Exercise directions:
Retype all of the lines below with no changes.

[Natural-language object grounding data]
------------------------------------------------------------
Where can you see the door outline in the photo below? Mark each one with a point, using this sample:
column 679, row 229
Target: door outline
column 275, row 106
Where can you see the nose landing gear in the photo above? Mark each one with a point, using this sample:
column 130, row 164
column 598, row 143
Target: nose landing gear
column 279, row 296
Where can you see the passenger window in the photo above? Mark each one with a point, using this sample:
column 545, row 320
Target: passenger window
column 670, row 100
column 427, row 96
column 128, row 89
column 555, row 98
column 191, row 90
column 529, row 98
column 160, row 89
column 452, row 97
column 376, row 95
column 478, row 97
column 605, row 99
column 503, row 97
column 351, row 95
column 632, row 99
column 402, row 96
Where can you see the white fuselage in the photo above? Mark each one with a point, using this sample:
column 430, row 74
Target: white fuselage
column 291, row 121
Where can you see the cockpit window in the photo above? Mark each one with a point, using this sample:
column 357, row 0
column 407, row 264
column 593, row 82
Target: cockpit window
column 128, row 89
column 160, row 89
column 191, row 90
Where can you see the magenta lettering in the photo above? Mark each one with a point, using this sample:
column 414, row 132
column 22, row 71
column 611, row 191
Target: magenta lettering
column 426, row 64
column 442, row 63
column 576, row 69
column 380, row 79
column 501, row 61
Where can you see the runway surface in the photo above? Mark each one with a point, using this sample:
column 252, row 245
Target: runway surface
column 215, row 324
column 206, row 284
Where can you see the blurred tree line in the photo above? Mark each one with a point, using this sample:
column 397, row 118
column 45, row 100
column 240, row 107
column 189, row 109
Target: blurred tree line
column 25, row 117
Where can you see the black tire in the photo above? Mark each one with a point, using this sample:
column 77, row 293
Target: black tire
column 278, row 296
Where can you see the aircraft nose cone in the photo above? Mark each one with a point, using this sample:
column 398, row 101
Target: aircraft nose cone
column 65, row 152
------------------------------------------------------------
Task solution:
Where can you see the door outline in the photo below? Mark each one with a point, using this sample:
column 679, row 229
Target: door outline
column 275, row 106
Where can you see the nose landing gear in the photo above? Mark each one with a point, using this sample:
column 130, row 164
column 598, row 143
Target: nose landing gear
column 279, row 296
Where can you see the passenger window in the photo above? Mark each one with a point, using this sample:
column 545, row 320
Target: passenger window
column 670, row 100
column 427, row 96
column 128, row 89
column 555, row 98
column 191, row 90
column 529, row 98
column 160, row 89
column 452, row 97
column 376, row 95
column 478, row 97
column 605, row 99
column 503, row 97
column 351, row 95
column 632, row 99
column 402, row 96
Where can you see the white fuselage in the photo above? Mark each one with a point, using this sample:
column 430, row 74
Target: white fuselage
column 291, row 121
Where can you see the cockpit window in the photo above? Mark each one with a point, using this sample:
column 357, row 0
column 407, row 264
column 593, row 82
Target: cockpit window
column 128, row 89
column 160, row 89
column 191, row 90
Where can you see the magenta lettering in the photo above? Mark each one with a point, using this sample:
column 414, row 132
column 22, row 71
column 611, row 191
Target: magenta lettering
column 426, row 64
column 442, row 63
column 576, row 69
column 380, row 79
column 501, row 61
Where can you see the runway surface in the photo above? Mark each one with a point, using this sample:
column 252, row 245
Target: runway surface
column 215, row 324
column 206, row 284
Where can you see the blurred tree line in the photo above? Mark each one with a point, using this sample:
column 397, row 118
column 45, row 100
column 240, row 107
column 189, row 109
Target: blurred tree line
column 25, row 117
Where can you see the black tire in the photo above? Mark each one with a point, using this sample:
column 77, row 293
Target: black tire
column 278, row 296
Where can you see the aircraft nose cone in the photo above? Mark each one with a point, using this sample:
column 398, row 101
Target: aircraft nose cone
column 65, row 152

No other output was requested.